* _Try it_:
The text below covers the kipah and nursing home care. List everything it says the Department of Public Health surveys during its visits.

──────── Document section

The "I didn't know" or the "You must be Jewish" comments lead to theological discussions or educational opportunities. I never know where those discussions will go. The timing isn't always convenient and sometimes the topic doesn't lend itself to a quick answer, but the kipah gives me the chance to have conversations that would otherwise pass by.

There's another reason for the kipah. It reminds me that I'm a rabbi, that I represent the Jewish community - sometimes to people who have never spoken to a Jew. The kipah reminds me to be aware of what I say and what I do. While I certainly don't speak for the Jewish community, a person's encounter with me may form their impression of who a Jew is or what a Jew believes or how a Jew acts. The kipah is my reminder of the responsibility that comes with my title and the work I do.

And then there are the unexpected comments, the unplanned moments, the laughter that sometimes comes my way because of the kipah. But that's another post.

Thursday, July 15, 2010

The State

One of the big concerns in nursing homes is the visit from The State. Periodically (I have no idea how often) the Department of Public Health (DPH) comes in and surveys the records, charts, and files. The goal of the nursing home is to have a survey with no deficiencies.

Ideally, all of us want to give good care. We want to be attentive to our patients' needs, caring in our interactions, manage pain, prevent falls, etc. And, of course, we want to document that we have done all of this without making every visit note sound like every other visit note. We want to individualize the care we give, even when our care plan forms don't always give us enough choice in our check boxes to show that we're doing so.

────────────────
──────── Data to examine

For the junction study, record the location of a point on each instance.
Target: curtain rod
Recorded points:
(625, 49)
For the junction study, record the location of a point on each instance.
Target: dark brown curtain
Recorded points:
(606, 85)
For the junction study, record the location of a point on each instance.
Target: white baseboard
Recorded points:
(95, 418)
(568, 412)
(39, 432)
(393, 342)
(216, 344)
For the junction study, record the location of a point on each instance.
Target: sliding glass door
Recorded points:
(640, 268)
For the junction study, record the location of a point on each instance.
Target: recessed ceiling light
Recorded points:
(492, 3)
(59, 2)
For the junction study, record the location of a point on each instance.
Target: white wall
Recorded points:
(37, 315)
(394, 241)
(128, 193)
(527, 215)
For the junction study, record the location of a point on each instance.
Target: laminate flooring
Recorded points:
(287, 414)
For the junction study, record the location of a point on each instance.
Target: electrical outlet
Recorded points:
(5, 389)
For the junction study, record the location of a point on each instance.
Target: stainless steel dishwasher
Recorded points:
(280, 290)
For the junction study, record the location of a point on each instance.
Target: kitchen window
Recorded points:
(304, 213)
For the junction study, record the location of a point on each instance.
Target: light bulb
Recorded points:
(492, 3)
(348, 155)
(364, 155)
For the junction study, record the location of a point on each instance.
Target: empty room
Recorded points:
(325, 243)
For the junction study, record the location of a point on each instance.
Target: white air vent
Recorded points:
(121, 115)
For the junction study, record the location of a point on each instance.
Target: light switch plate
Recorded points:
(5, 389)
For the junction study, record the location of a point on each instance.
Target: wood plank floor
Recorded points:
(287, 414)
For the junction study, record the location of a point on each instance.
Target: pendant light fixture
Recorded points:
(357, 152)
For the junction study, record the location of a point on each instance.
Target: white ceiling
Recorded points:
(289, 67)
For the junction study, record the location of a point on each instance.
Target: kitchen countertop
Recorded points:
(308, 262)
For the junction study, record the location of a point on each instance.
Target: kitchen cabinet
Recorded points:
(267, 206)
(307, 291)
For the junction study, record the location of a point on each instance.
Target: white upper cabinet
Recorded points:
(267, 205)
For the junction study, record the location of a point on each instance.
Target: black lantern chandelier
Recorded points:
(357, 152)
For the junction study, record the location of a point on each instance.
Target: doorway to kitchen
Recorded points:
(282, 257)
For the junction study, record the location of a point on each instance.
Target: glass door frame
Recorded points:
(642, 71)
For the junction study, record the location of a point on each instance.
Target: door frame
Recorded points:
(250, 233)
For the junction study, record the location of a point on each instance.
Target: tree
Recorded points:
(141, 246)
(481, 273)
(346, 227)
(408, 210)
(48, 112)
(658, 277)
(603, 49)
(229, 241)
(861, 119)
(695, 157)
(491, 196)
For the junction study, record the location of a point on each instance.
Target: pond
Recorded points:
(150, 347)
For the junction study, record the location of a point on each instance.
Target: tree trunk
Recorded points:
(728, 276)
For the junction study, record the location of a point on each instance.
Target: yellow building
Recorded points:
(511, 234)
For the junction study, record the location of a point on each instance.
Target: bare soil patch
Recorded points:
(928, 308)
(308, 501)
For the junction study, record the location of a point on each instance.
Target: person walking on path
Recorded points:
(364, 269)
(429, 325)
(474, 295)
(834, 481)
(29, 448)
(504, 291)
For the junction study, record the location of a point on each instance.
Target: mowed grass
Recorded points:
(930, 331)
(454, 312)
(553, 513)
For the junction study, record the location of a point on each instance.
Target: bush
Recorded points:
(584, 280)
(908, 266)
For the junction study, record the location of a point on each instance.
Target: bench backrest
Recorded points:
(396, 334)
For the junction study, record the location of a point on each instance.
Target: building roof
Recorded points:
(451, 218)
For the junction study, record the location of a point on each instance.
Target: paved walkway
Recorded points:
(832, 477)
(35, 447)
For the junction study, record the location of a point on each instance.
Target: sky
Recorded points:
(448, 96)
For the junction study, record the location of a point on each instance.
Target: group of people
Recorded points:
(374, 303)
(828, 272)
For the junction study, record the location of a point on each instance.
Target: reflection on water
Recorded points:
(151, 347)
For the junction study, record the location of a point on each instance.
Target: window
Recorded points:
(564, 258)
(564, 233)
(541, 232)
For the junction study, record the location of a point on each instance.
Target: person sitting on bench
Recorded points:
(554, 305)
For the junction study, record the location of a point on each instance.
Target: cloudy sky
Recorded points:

────────────────

* _Your solution_:
records, charts, files